Monday, September 21, 2009

Hello To Othello

The good thing about the Nationals is that although they take place over two days, they don't start until the Saturday afternoon, so even if they're in Frimley Green it's possible to travel down on the Saturday morning without getting up early. So I did, and what's more the weather was really nice, so even the walk from Farnborough Main station to the venue was entirely pleasant. And I didn't get lost in the slightest! I can follow Google Maps "walking" directions with no difficulty at all, it seems, even when I'm walking and not cycling! And what's more, walking between the two Farnborough stations takes no more than fifteen minutes, not the 22 that thetrainline.com tells us.

Since there hadn't been any delays in the trains on the way there, I even had time to drop into a nice-looking pub for lunch, and bumped into Adelaide, Geoff and Imre, who'd had the same idea. The highlight of lunch was concluding that it would be really brilliant if being brain-scanned in Japan (which is definitely happening, by the way) accidentally stripped me of my memorising ability. There would be no end of documentaries about that! And I'd never get tired of it, because I wouldn't remember having made any before!

INFORMATION SHOWN:
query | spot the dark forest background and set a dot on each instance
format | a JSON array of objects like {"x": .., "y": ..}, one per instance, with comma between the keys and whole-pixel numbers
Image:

EXERCISES TO COMPLETE:
1. According to the blog post, why could the writer travel to the Nationals on the Saturday morning without getting up early? Answer in one to three sentences.
2. Quote the blog post from "Since there hadn't" to "made any before!".
The lines have nothing to do with the blog post.

COMPLETE ANSWERS:
1. Although the Nationals take place over two days, they don't start until the Saturday afternoon. So even with the event in Frimley Green, the writer could travel down that morning without an early start.

2.
Since there hadn't been any delays in the trains on the way there, I even had time to drop into a nice-looking pub for lunch, and bumped into Adelaide, Geoff and Imre, who'd had the same idea. The highlight of lunch was concluding that it would be really brilliant if being brain-scanned in Japan (which is definitely happening, by the way) accidentally stripped me of my memorising ability. There would be no end of documentaries about that! And I'd never get tired of it, because I wouldn't remember having made any before!